• TO DO: Lines before the one containing "the shirt sleeve?" are left out; copy that line and every later line through the end of the data exactly.

• INPUT DATA:
────────────────────────────────────────
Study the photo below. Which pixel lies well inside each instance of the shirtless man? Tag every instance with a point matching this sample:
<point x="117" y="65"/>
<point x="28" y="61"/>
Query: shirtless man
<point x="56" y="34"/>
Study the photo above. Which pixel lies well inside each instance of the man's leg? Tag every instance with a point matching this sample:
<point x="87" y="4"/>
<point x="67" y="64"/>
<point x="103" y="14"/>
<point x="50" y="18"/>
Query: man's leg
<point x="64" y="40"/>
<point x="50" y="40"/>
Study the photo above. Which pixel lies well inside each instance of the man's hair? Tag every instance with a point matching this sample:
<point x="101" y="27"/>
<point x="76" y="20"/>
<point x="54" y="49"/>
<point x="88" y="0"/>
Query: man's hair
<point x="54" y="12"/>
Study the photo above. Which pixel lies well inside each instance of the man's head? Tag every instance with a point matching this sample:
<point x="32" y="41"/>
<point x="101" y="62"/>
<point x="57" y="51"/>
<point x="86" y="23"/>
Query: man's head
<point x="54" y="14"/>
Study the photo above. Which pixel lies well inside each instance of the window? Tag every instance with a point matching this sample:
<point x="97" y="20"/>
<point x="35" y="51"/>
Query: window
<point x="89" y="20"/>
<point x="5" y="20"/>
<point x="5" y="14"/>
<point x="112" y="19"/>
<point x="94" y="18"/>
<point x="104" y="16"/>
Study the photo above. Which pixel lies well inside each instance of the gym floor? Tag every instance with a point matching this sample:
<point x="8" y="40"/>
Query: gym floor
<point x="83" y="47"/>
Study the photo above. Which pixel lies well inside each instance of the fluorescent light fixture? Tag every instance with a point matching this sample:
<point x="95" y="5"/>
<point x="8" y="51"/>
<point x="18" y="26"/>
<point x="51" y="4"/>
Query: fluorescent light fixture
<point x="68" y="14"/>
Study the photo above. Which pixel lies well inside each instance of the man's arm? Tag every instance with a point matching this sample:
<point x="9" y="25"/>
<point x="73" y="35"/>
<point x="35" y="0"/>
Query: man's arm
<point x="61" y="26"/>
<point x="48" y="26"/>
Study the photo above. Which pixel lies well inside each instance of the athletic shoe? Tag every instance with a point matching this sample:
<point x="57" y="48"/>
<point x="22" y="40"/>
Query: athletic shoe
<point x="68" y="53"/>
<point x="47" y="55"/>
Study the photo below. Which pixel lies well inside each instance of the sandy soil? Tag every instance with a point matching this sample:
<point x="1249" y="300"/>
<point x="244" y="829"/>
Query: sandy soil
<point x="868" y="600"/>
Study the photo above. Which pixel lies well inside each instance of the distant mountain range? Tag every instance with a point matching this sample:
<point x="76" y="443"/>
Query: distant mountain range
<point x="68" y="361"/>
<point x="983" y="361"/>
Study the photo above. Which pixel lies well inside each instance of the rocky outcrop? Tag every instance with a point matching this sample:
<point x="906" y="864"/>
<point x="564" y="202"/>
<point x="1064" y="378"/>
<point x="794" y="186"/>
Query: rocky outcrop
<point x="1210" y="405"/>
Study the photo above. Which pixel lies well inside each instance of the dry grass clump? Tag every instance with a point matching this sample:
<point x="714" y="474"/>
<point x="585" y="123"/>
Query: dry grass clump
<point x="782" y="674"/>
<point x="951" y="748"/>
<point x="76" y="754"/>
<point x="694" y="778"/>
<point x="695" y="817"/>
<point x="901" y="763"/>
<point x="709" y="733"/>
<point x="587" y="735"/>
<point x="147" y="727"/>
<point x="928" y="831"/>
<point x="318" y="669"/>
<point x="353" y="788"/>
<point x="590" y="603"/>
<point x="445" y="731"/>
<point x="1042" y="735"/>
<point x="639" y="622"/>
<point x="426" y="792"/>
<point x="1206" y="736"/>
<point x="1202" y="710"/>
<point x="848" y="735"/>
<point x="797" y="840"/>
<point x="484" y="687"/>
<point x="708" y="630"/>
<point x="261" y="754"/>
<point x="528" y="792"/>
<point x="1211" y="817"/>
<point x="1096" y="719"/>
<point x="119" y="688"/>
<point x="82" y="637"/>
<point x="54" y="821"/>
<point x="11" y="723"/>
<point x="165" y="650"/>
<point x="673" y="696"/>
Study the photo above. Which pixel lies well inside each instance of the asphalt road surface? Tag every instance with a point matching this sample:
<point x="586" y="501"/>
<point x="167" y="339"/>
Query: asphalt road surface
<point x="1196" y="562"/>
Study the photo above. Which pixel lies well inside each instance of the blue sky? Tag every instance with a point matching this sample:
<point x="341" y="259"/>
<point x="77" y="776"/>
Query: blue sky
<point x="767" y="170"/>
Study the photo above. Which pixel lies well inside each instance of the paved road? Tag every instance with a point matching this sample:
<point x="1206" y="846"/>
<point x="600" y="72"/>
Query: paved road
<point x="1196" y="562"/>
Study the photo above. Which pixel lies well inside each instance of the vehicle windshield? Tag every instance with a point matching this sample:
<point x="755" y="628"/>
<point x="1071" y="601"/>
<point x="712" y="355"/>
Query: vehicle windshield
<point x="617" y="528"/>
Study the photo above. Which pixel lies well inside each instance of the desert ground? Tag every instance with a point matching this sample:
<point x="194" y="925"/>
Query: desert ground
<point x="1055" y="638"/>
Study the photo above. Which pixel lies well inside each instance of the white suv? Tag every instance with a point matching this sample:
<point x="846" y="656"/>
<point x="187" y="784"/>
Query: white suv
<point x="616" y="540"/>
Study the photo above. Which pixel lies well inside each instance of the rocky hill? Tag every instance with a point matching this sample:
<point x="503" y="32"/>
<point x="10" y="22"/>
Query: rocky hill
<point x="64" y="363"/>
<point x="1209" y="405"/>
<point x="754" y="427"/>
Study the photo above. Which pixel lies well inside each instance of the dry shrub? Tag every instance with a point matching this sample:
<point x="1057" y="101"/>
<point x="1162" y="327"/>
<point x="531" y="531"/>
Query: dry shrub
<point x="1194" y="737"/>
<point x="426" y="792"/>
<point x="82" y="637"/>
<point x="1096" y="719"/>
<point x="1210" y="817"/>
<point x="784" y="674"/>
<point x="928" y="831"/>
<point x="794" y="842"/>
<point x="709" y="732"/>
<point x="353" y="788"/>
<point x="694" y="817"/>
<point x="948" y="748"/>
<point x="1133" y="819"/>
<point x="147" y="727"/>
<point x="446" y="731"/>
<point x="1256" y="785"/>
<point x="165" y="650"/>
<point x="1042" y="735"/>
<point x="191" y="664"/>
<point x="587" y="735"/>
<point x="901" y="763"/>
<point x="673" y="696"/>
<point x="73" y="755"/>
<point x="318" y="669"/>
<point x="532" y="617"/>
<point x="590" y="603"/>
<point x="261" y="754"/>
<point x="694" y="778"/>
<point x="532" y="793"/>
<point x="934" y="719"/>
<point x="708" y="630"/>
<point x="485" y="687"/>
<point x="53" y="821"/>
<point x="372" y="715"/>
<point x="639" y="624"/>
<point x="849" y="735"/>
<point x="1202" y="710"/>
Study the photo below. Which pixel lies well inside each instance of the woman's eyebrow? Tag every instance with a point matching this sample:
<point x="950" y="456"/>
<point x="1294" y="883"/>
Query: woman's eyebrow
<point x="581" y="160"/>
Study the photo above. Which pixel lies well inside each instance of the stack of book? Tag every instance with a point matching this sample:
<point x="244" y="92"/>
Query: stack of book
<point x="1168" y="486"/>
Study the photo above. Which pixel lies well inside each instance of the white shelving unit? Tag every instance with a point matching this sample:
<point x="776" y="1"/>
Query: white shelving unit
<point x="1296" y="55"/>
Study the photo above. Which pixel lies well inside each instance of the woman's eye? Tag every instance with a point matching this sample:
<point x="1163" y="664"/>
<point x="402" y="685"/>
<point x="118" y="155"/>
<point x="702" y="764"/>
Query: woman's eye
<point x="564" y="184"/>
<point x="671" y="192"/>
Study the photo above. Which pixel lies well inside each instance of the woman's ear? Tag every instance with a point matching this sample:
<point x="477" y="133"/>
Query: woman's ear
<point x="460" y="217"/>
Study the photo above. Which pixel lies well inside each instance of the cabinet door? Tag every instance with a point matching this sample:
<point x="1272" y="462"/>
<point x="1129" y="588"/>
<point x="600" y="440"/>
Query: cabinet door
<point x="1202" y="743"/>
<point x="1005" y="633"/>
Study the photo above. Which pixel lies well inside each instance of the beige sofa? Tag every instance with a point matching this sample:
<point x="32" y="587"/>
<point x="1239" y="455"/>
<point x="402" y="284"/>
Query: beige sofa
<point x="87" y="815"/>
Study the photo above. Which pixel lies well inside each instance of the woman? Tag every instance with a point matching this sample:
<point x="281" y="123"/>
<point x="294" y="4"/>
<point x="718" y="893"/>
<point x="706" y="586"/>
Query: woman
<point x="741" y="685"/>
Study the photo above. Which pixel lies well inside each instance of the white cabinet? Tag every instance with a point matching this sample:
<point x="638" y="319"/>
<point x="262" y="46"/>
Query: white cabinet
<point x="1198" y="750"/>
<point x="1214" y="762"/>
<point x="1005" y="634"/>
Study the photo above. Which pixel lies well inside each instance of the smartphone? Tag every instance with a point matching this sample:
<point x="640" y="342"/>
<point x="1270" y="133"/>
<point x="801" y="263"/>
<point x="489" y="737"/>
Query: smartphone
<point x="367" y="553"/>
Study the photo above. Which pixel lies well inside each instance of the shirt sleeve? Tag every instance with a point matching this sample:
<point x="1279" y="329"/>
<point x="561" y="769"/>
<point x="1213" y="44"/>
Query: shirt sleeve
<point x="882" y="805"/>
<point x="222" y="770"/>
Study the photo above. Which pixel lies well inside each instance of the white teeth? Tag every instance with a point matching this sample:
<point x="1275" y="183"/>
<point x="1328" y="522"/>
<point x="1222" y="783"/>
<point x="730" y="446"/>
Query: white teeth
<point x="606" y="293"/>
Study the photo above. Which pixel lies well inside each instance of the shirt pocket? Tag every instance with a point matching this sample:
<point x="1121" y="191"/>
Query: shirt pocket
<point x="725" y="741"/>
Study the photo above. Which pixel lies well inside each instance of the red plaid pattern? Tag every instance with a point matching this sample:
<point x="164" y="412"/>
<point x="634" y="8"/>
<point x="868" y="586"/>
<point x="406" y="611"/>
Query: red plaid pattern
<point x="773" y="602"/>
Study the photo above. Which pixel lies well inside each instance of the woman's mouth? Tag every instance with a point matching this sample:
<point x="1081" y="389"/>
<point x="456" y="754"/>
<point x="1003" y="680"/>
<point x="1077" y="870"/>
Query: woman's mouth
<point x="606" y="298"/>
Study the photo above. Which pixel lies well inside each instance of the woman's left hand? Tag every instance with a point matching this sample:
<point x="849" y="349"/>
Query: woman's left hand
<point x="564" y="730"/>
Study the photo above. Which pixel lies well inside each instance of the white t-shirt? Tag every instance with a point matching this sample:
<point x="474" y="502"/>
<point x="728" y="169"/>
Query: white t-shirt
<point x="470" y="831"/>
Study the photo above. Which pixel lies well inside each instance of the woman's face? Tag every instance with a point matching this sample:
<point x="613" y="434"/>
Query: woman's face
────────────────────────────────────────
• CORRECT OUTPUT:
Study the photo above. Which pixel lies well inside each instance of the shirt sleeve? Tag every instance with a point matching this sample:
<point x="1279" y="329"/>
<point x="561" y="769"/>
<point x="1213" y="44"/>
Query: shirt sleeve
<point x="882" y="805"/>
<point x="222" y="770"/>
Study the photo above. Which pixel lies well inside each instance of the white teeth? Tag every instance with a point matching this sample:
<point x="1275" y="183"/>
<point x="1328" y="522"/>
<point x="1222" y="783"/>
<point x="730" y="446"/>
Query: white teeth
<point x="606" y="293"/>
Study the photo above. Which pixel lies well inside each instance of the shirt pocket? Tag every instance with a point matching this sample:
<point x="1121" y="191"/>
Query: shirt pocket
<point x="725" y="741"/>
Study the photo above. Which pixel lies well inside each instance of the red plaid pattern? Tag every instance with a point matching this sample:
<point x="164" y="412"/>
<point x="634" y="8"/>
<point x="868" y="586"/>
<point x="406" y="611"/>
Query: red plaid pattern
<point x="773" y="602"/>
Study the photo above. Which pixel lies well inside each instance of the woman's mouth? Tag every instance with a point matching this sample:
<point x="1081" y="389"/>
<point x="456" y="754"/>
<point x="1003" y="680"/>
<point x="1077" y="870"/>
Query: woman's mouth
<point x="606" y="298"/>
Study the photo above. Which pixel lies well inside each instance of the woman's left hand? Tag every instance with a point matching this sample:
<point x="849" y="349"/>
Query: woman's left hand
<point x="564" y="730"/>
Study the photo above. Which pixel lies well inside each instance of the white t-shirt? Tag every instance with a point matching this sample:
<point x="474" y="502"/>
<point x="728" y="169"/>
Query: white t-shirt
<point x="470" y="831"/>
Study the photo above. Which pixel lies well inside each instance of the woman's face? Tag every instance with a point matching this sample:
<point x="613" y="434"/>
Query: woman's face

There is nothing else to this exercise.